INSTRUÇÕES E REQUISITOS » Transcreva sem alterações o trecho do texto abaixo sobre a morte de Amy Winehouse, começando em "O ano da morte" e seguindo até "Eu gosto disso?".

TRECHO FORNECIDO »
"""

O ano da morte de Amy Winehouse

Esta semana, mais precisamente no dia 14, foi aniversário de Amy Winehouse. Amy completaria 40 anos. Lendo uma notícia sobre o assunto levei um susto: Amy morreu em 2011! Como assim, 2011?! Isso dá 12 anos! Não é possível! Pra mim ela havia morrido no máximo há uns três ou quatro anos. Como assim, doze?!

A gente vai ficando velho e começa a entender, na prática, o que significa o espaço-tempo de Einstein. Por exemplo: eu me recordo quase como se fosse ontem de estar com minha filha, então pequenina, batendo na altura dos meus joelhos, me perguntando curiosa sobre uns produtos no mercadinho do Restaurante Natural, aqui em Ipanema.

— Papai, o que que é isso?

Eu respondia, por exemplo, lentilha, e ela se maravilhava pronunciando a palavra pela primeira vez: len-ti-lha. E arrematando: — Eu gosto disso?

Era uma época, ou seria o "Era uma vez" de todas as histórias, em que ela precisava perguntar a mim se gostava ou não de algo.

— Papai, e o que é isso? Girassol, filha. Não é uma flor? É a semente.

— Se-men-te — ela saboreava.

Ela, que já fora uma sementinha e que hoje tem 22 anos... E o tempo — como no poema de Sá-Carneiro, "cai sobre mim feito ontem".

"""

SEGMENTO DE DADOS »
"""

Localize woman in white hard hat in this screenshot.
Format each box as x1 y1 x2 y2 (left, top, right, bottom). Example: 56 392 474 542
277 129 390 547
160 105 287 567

"""

RESPOSTA À TAREFA »
O ano da morte de Amy Winehouse

Esta semana, mais precisamente no dia 14, foi aniversário de Amy Winehouse. Amy completaria 40 anos. Lendo uma notícia sobre o assunto levei um susto: Amy morreu em 2011! Como assim, 2011?! Isso dá 12 anos! Não é possível! Pra mim ela havia morrido no máximo há uns três ou quatro anos. Como assim, doze?!

A gente vai ficando velho e começa a entender, na prática, o que significa o espaço-tempo de Einstein. Por exemplo: eu me recordo quase como se fosse ontem de estar com minha filha, então pequenina, batendo na altura dos meus joelhos, me perguntando curiosa sobre uns produtos no mercadinho do Restaurante Natural, aqui em Ipanema.

— Papai, o que que é isso?

Eu respondia, por exemplo, lentilha, e ela se maravilhava pronunciando a palavra pela primeira vez: len-ti-lha. E arrematando: — Eu gosto disso?